• What the task requires: Can you copy the listing below word for word, from the line containing "Target: weathered rock" down to the line containing "102), (87, 105)]", including both of those lines?

────────────────

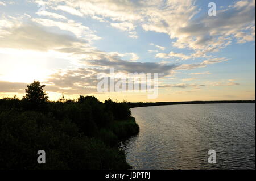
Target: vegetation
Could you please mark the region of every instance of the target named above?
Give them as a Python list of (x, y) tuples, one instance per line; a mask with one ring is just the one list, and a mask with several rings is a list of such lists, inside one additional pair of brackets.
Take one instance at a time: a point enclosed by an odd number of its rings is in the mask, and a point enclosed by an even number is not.
[[(50, 102), (34, 81), (21, 100), (0, 99), (0, 169), (128, 169), (118, 140), (139, 127), (126, 102), (94, 96)], [(38, 164), (38, 151), (46, 163)]]

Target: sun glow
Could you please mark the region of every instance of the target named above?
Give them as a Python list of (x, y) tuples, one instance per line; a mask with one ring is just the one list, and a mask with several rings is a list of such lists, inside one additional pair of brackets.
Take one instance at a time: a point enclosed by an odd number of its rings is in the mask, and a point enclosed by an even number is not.
[(24, 50), (0, 50), (5, 60), (0, 61), (0, 79), (15, 82), (43, 81), (51, 73), (47, 69), (48, 54)]

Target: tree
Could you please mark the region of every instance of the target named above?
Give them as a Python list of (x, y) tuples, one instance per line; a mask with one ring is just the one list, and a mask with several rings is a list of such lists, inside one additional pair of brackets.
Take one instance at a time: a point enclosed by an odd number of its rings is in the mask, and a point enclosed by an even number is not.
[(59, 98), (59, 102), (60, 102), (61, 103), (64, 103), (65, 102), (66, 99), (65, 99), (65, 97), (64, 96), (63, 92), (62, 92), (61, 97)]
[(47, 94), (43, 90), (46, 85), (41, 85), (39, 81), (34, 81), (31, 84), (27, 85), (28, 89), (26, 89), (26, 96), (24, 98), (31, 106), (38, 107), (48, 100)]

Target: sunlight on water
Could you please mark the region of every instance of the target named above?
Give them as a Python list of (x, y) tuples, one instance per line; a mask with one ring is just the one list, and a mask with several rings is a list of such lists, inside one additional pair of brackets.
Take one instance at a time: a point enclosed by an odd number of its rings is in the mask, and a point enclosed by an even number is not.
[[(255, 103), (131, 109), (139, 135), (120, 142), (134, 169), (255, 169)], [(208, 162), (209, 150), (216, 163)]]

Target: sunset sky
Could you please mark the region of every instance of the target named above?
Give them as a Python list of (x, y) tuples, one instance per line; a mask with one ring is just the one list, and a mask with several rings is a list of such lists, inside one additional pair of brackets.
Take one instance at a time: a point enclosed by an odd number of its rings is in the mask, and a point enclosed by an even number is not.
[[(208, 12), (216, 5), (216, 16)], [(0, 0), (0, 98), (255, 99), (255, 0)], [(99, 93), (97, 75), (159, 73), (159, 95)]]

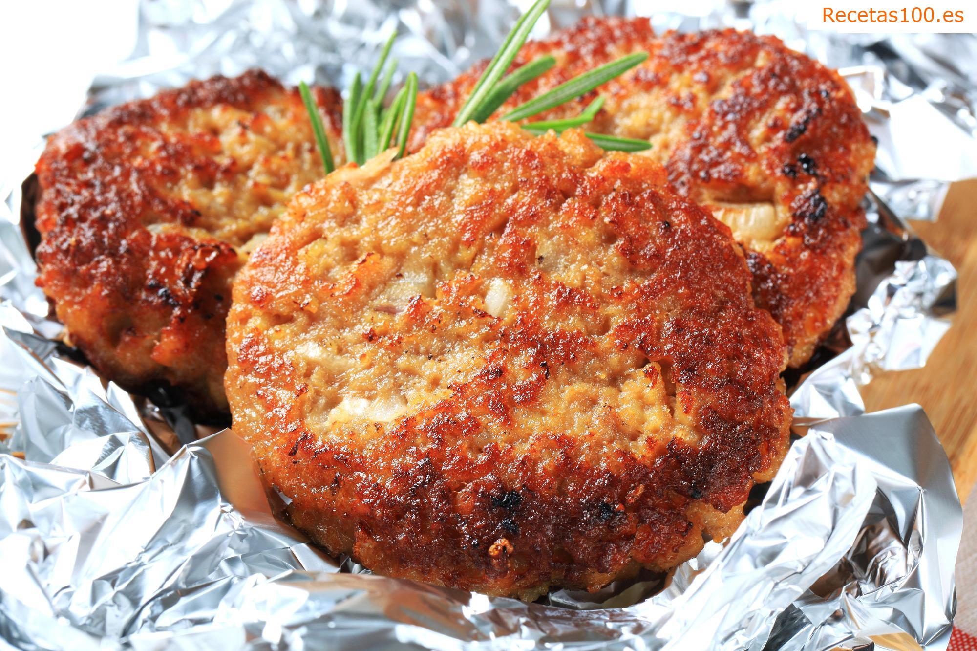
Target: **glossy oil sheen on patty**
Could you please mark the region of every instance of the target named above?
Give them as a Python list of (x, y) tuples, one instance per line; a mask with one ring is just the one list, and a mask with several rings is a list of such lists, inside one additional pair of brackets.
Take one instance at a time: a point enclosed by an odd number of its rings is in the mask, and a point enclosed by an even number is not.
[(432, 134), (299, 194), (234, 283), (228, 395), (292, 521), (532, 598), (664, 569), (776, 471), (786, 349), (723, 226), (573, 131)]
[[(334, 151), (340, 99), (319, 89)], [(38, 283), (70, 341), (134, 391), (227, 412), (231, 280), (285, 202), (321, 178), (294, 90), (215, 77), (79, 120), (37, 163)]]
[[(528, 43), (514, 66), (557, 65), (498, 111), (632, 52), (649, 58), (597, 89), (590, 131), (647, 139), (683, 195), (726, 222), (747, 252), (757, 304), (785, 330), (791, 366), (810, 358), (855, 290), (854, 261), (874, 145), (833, 70), (772, 36), (732, 29), (656, 36), (647, 19), (587, 18)], [(447, 126), (485, 64), (418, 99), (412, 146)], [(575, 115), (597, 93), (531, 120)]]

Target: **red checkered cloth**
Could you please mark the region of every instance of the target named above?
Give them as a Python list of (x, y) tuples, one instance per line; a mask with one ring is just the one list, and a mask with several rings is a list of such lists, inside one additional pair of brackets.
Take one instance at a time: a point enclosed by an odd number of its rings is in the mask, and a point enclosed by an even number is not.
[(956, 555), (956, 618), (949, 651), (977, 651), (977, 491), (963, 504), (963, 540)]
[(977, 651), (977, 637), (955, 627), (954, 634), (950, 636), (949, 651)]

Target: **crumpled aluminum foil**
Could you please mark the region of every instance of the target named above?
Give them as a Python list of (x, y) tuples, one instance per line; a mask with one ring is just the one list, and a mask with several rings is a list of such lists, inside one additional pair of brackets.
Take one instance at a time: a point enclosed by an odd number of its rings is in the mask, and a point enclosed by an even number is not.
[[(192, 77), (262, 66), (345, 84), (390, 29), (402, 70), (450, 78), (490, 55), (519, 7), (490, 2), (141, 0), (133, 57), (93, 80), (83, 112)], [(25, 649), (945, 649), (961, 512), (917, 406), (865, 414), (875, 369), (916, 368), (949, 326), (956, 272), (897, 215), (933, 219), (947, 182), (977, 175), (967, 37), (808, 32), (785, 2), (554, 0), (534, 35), (587, 13), (658, 29), (776, 33), (843, 73), (879, 139), (871, 220), (849, 316), (792, 393), (794, 442), (736, 535), (667, 579), (544, 602), (371, 575), (276, 521), (229, 430), (114, 384), (59, 343), (20, 225), (0, 219), (0, 640)], [(961, 58), (937, 56), (959, 53)], [(953, 134), (948, 138), (947, 134)], [(931, 152), (940, 143), (939, 152)], [(948, 150), (948, 148), (950, 148)], [(952, 155), (948, 155), (951, 152)], [(36, 159), (38, 151), (24, 152)], [(29, 170), (24, 171), (24, 176)], [(881, 637), (880, 637), (881, 636)]]

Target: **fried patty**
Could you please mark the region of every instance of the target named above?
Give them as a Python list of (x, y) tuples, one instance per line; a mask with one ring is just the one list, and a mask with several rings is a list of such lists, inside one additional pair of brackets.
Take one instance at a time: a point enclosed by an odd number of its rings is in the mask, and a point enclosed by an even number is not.
[[(340, 98), (317, 89), (340, 153)], [(261, 72), (77, 121), (37, 163), (38, 284), (70, 341), (133, 391), (227, 412), (231, 281), (285, 202), (321, 178), (298, 93)]]
[[(807, 361), (855, 290), (874, 144), (845, 82), (772, 36), (732, 29), (657, 37), (647, 19), (587, 18), (528, 43), (513, 66), (552, 55), (496, 117), (632, 52), (648, 60), (531, 121), (607, 99), (587, 129), (649, 140), (684, 195), (709, 207), (746, 249), (753, 293), (784, 327), (789, 363)], [(418, 98), (412, 148), (454, 119), (485, 63)]]
[(790, 410), (729, 229), (580, 131), (434, 132), (300, 193), (234, 282), (228, 396), (292, 521), (532, 598), (742, 519)]

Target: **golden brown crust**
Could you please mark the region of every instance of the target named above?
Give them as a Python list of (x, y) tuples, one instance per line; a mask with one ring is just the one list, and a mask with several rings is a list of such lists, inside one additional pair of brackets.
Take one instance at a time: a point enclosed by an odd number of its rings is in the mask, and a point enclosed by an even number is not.
[[(523, 48), (514, 66), (547, 54), (558, 65), (496, 116), (635, 51), (649, 59), (598, 89), (607, 103), (587, 129), (649, 139), (647, 154), (679, 192), (733, 227), (749, 251), (757, 303), (784, 326), (791, 366), (803, 364), (855, 288), (859, 203), (874, 146), (851, 92), (837, 73), (771, 36), (657, 37), (647, 19), (587, 18)], [(413, 150), (450, 123), (484, 65), (421, 94)], [(595, 96), (531, 120), (576, 114)]]
[(491, 594), (596, 588), (728, 534), (776, 471), (786, 349), (749, 282), (647, 158), (438, 131), (299, 194), (254, 252), (234, 426), (333, 552)]
[[(317, 89), (334, 150), (339, 97)], [(227, 412), (224, 322), (249, 240), (322, 171), (301, 98), (262, 72), (79, 120), (37, 163), (40, 284), (70, 340), (131, 390)], [(253, 245), (253, 242), (250, 244)]]

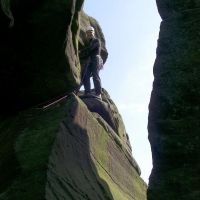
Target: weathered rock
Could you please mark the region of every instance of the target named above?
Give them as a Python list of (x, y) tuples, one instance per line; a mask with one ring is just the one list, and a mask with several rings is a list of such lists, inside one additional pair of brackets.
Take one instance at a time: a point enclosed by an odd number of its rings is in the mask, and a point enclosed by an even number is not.
[(91, 112), (98, 113), (107, 124), (113, 129), (113, 131), (120, 137), (123, 142), (123, 146), (131, 152), (130, 142), (126, 133), (122, 117), (119, 111), (110, 98), (108, 92), (102, 90), (102, 100), (93, 98), (94, 96), (81, 96), (83, 102), (87, 105)]
[(46, 199), (146, 199), (146, 185), (115, 136), (72, 96), (50, 156)]
[(3, 2), (11, 2), (14, 25), (0, 9), (1, 110), (19, 110), (76, 87), (83, 0)]
[(163, 18), (149, 106), (149, 200), (200, 198), (200, 2), (157, 1)]
[(147, 186), (121, 138), (74, 95), (0, 127), (0, 199), (146, 199)]

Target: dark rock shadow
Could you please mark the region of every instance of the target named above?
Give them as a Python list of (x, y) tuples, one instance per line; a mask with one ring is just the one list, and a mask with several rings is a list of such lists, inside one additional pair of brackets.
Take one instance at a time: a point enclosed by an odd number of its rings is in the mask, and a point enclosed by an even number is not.
[[(77, 117), (73, 113), (76, 112), (69, 111), (61, 123), (50, 156), (46, 199), (64, 197), (74, 200), (114, 200), (108, 184), (99, 176), (93, 161), (95, 157), (90, 146), (91, 141), (88, 136), (90, 133), (79, 124), (72, 122)], [(79, 113), (81, 114), (84, 113)]]

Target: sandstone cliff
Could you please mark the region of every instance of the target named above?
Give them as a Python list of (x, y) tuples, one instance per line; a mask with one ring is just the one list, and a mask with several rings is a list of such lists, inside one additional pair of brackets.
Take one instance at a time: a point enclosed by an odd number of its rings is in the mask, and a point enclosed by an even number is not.
[(149, 200), (197, 200), (200, 1), (157, 0), (162, 17), (149, 106)]
[(95, 27), (107, 59), (101, 28), (82, 3), (1, 0), (2, 200), (146, 200), (122, 118), (105, 90), (102, 101), (71, 94), (47, 110), (33, 106), (79, 84), (84, 26)]

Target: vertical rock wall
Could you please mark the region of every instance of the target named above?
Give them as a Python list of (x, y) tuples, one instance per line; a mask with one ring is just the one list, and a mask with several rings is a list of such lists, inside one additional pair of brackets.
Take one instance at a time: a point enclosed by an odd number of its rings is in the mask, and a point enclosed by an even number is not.
[[(80, 82), (77, 51), (83, 0), (1, 3), (1, 111), (27, 108), (73, 90)], [(14, 19), (11, 27), (9, 12)]]
[(157, 0), (162, 17), (149, 105), (149, 200), (200, 199), (200, 1)]

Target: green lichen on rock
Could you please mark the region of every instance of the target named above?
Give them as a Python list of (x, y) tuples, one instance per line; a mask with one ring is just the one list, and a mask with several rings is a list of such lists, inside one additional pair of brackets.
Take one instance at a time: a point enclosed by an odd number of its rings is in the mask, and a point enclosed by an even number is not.
[(68, 102), (49, 159), (46, 198), (145, 200), (146, 184), (116, 133), (106, 131), (78, 97)]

────────────────

• Output for this exercise:
Target: weathered rock
Could you please mark the region of every instance of the target named above?
Give them as a Python list of (x, y) tuples, one instance per line; a mask with one ring is just the one list, and a mask with several rings is a list of such lists, inside one additional pair of brackets.
Take one instance at a time: a point enclosed by an odd number of its rings is in the mask, and a point enclosed by an even number is not.
[(91, 112), (98, 113), (107, 124), (113, 129), (113, 131), (120, 137), (123, 142), (123, 146), (131, 152), (130, 142), (126, 133), (122, 117), (119, 111), (110, 98), (108, 92), (102, 90), (102, 100), (93, 98), (94, 96), (81, 96), (83, 102), (87, 105)]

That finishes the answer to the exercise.